§ INSTRUCTIONS:
A. According to the passage on wind installation ships, about how much does it now cost to build an offshore wind installer?
B. Carry on the passage about offshore wind installation ships from its final sentence.

§ DOCUMENT TEXT:
----------------------------------------
An unrelenting push for bigger turbines is also causing investment uncertainty in the market for wind installation ships.

"Are we going to 20-MW [turbines] and do we want to build for that?" Buli said. "Some of the owners that have now built may take a pause."

While strong demand forecasts have encouraged more investment in recent years, the market still bears substantial financial risk.

"These large vessels are very, very expensive, and the payback time is much longer than the outlook of projects we have at the moment," said Jaap de Jong, director of operations at Dutch vessel operator Van Oord NV.

Inflation has also driven up the average cost of building an offshore wind installer from between €300 million and €350 million a couple of years ago to about €400 million now, according to Buli.
----------------------------------------
§ ENTRIES PROVIDED:

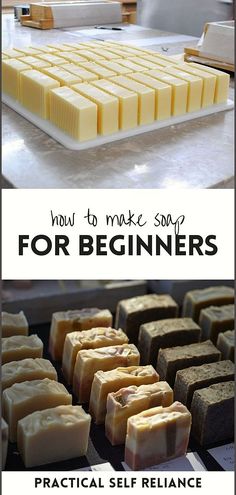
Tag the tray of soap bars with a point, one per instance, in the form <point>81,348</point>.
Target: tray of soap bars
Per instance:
<point>100,450</point>
<point>109,91</point>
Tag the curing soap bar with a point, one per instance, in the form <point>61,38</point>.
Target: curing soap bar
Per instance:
<point>14,324</point>
<point>105,358</point>
<point>214,320</point>
<point>24,398</point>
<point>213,413</point>
<point>65,322</point>
<point>105,382</point>
<point>131,313</point>
<point>172,359</point>
<point>53,435</point>
<point>196,377</point>
<point>27,369</point>
<point>21,347</point>
<point>88,339</point>
<point>132,400</point>
<point>157,435</point>
<point>196,300</point>
<point>166,333</point>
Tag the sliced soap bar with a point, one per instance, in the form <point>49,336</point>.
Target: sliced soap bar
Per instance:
<point>213,413</point>
<point>27,369</point>
<point>105,382</point>
<point>172,359</point>
<point>132,400</point>
<point>34,91</point>
<point>157,435</point>
<point>88,339</point>
<point>21,347</point>
<point>64,322</point>
<point>128,103</point>
<point>163,94</point>
<point>165,333</point>
<point>4,436</point>
<point>63,429</point>
<point>196,377</point>
<point>133,312</point>
<point>108,107</point>
<point>24,398</point>
<point>74,114</point>
<point>179,91</point>
<point>226,344</point>
<point>146,98</point>
<point>11,70</point>
<point>222,82</point>
<point>14,324</point>
<point>216,319</point>
<point>105,359</point>
<point>195,300</point>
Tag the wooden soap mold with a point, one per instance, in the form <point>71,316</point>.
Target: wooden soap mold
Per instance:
<point>71,144</point>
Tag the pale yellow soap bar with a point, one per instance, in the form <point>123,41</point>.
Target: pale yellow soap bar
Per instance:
----------------------------------------
§ ANSWERS FOR THIS EXERCISE:
A. About €400 million.

B.
To secure financing, vessels need to demonstrate an order intake with developers long before construction starts. Offshore wind installers are also good candidates for green lending, making cost of capital more affordable.

Ship owner Jan De Nul NV partly covered the cost of its Voltaire and Les Alizés offshore wind vessels with a €300 million green loan from a consortium of five banks. As a condition for the loan, the bank consortium requires detailed tracking information on the vessels' activity.

A combination of high utilization rates for existing ships and a forecast boom in offshore wind projects should encourage more investment in this space, according to Thue.